• **Problem to work on**: Rewrite every line from the one containing "petal. Output: integer pixel values for every instance." through the end of the material, keeping all text as is. Shift each coordinate pair by adding 4 to both numbers.

--------

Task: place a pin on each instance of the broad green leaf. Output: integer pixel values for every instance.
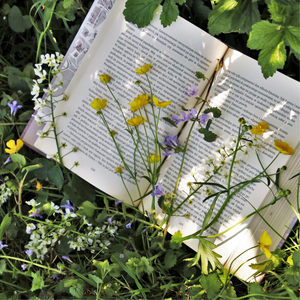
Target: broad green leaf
(270, 38)
(2, 266)
(140, 12)
(233, 16)
(283, 14)
(212, 284)
(292, 35)
(201, 10)
(292, 275)
(88, 208)
(37, 282)
(77, 291)
(16, 21)
(272, 59)
(55, 176)
(170, 259)
(6, 221)
(169, 13)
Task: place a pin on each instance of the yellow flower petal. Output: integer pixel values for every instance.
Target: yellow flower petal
(162, 104)
(139, 102)
(144, 69)
(105, 78)
(260, 128)
(98, 104)
(283, 147)
(14, 146)
(136, 121)
(265, 241)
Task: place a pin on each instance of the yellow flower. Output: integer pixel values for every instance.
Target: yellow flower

--------

• **Response below**:
Task: place a pin on each instance of the yellow flower petal. Output: integer pixel values for every instance.
Target: yellow flower petal
(166, 108)
(143, 106)
(148, 73)
(109, 82)
(264, 132)
(102, 108)
(287, 151)
(18, 150)
(140, 125)
(269, 245)
Task: place a pin on each instance of the yellow flower. Output: integer pixel values for every instance.
Target: yellow flower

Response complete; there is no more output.